## Source material

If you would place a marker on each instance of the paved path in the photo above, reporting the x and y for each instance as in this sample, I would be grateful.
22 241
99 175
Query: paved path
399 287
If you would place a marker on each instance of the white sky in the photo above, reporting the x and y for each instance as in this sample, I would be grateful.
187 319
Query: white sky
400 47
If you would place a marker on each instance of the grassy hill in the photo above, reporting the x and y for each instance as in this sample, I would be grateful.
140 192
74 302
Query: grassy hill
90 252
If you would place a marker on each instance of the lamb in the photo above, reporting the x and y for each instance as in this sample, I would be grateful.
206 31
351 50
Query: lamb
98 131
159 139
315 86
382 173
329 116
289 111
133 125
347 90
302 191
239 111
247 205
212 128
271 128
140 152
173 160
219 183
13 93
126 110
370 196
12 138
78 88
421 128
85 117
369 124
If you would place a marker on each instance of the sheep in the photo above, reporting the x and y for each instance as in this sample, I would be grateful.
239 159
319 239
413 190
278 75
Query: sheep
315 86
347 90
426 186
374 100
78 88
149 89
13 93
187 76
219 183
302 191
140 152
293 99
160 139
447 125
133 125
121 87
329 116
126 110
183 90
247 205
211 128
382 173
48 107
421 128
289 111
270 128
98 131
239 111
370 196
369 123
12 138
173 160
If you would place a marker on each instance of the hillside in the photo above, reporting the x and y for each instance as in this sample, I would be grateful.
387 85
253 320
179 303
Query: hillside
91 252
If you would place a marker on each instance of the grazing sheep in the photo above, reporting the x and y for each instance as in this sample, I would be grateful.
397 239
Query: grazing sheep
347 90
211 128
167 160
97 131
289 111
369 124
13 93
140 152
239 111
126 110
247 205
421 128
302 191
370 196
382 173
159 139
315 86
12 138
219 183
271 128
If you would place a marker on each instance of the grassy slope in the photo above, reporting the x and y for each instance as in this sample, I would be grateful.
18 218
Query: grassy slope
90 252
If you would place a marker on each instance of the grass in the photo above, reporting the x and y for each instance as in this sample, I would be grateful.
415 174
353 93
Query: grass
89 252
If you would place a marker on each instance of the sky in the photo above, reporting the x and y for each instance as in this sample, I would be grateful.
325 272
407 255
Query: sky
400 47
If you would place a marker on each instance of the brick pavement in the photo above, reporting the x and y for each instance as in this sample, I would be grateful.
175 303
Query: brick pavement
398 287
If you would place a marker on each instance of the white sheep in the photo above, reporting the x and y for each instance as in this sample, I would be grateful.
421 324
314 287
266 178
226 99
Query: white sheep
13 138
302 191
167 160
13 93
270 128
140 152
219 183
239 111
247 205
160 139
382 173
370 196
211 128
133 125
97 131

## Action item
Repeat back the data above, exact to the last character.

## Task solution
If you would place a marker on each instance of the paved path in the photo above, reporting the x and y for each instance as in this sample, I would be grateful.
22 241
99 175
Query: paved path
399 287
If you would place a marker on each instance of the white sky in the photo above, reporting the x and y for each instance as in this sample, I would be grateful.
187 319
Query: white sky
400 47
If you would place a marker on each instance of the grassy hill in the photo above, reporting the x and y for each instance as in this sample, I would be grateful.
140 192
74 302
Query: grassy hill
90 252
If you would place a marker on each instance of the lamb in the photo above, reporting the x and y for each instance as in this sample, I would be grateful.
206 31
351 50
Query: lamb
98 131
159 139
315 86
382 173
329 116
289 111
133 125
347 90
302 191
239 111
247 205
212 128
271 128
140 152
173 160
219 183
13 93
126 110
370 196
12 138
78 88
421 128
85 117
369 124
If you would place a marker on each instance of the sheep in the photo above, reporting the x and y for each instance as in this sample, I would be grateful.
239 159
319 239
413 190
278 75
Query: sheep
315 86
347 90
426 186
374 100
78 88
149 89
13 93
187 76
219 183
302 191
140 152
293 99
160 139
447 125
133 125
121 87
329 116
126 110
183 90
247 205
211 128
382 173
48 107
421 128
289 111
270 128
98 131
239 111
370 196
369 123
12 138
173 160
If you would place a marker on each instance of the hillside in the photo above, reporting the x and y for each instance as in this sample, I would be grateful.
387 85
253 320
179 303
Query: hillside
91 252
If you would place a marker on each instance of the grazing sheep in the photo above, reporting the x and y for each instance as in this sample, I would be grateful.
397 239
Query: grazing sheep
347 90
211 128
167 160
97 131
289 111
369 124
13 93
140 152
239 111
126 110
247 205
421 128
302 191
370 196
382 173
159 139
315 86
12 138
219 183
271 128
If you would place a marker on each instance of the grassy slope in the photo above, reporting the x and y for each instance as in this sample, I would be grateful.
18 218
Query: grassy slope
90 252
If you would place a marker on each instance of the grass in the photo above, reporting the x and y for each instance as in this sample, I would be grateful.
415 174
353 93
Query: grass
89 252
If you would place a marker on each instance of the sky in the photo above, reporting the x and y for each instance as in this sample, I would be grateful.
325 272
407 255
Query: sky
400 47
If you would place a marker on each instance of the brick pavement in the photo above, reporting the x and y for each instance as in this sample, I would be grateful.
175 303
Query: brick pavement
398 287
If you would place a marker on each instance of the white sheep in the photo above, reporting the x and y for each instance as in this sample, I would be grateful.
421 324
314 287
266 178
226 99
Query: white sheep
13 138
302 191
167 160
13 93
270 128
140 152
219 183
239 111
247 205
160 139
382 173
370 196
211 128
133 125
97 131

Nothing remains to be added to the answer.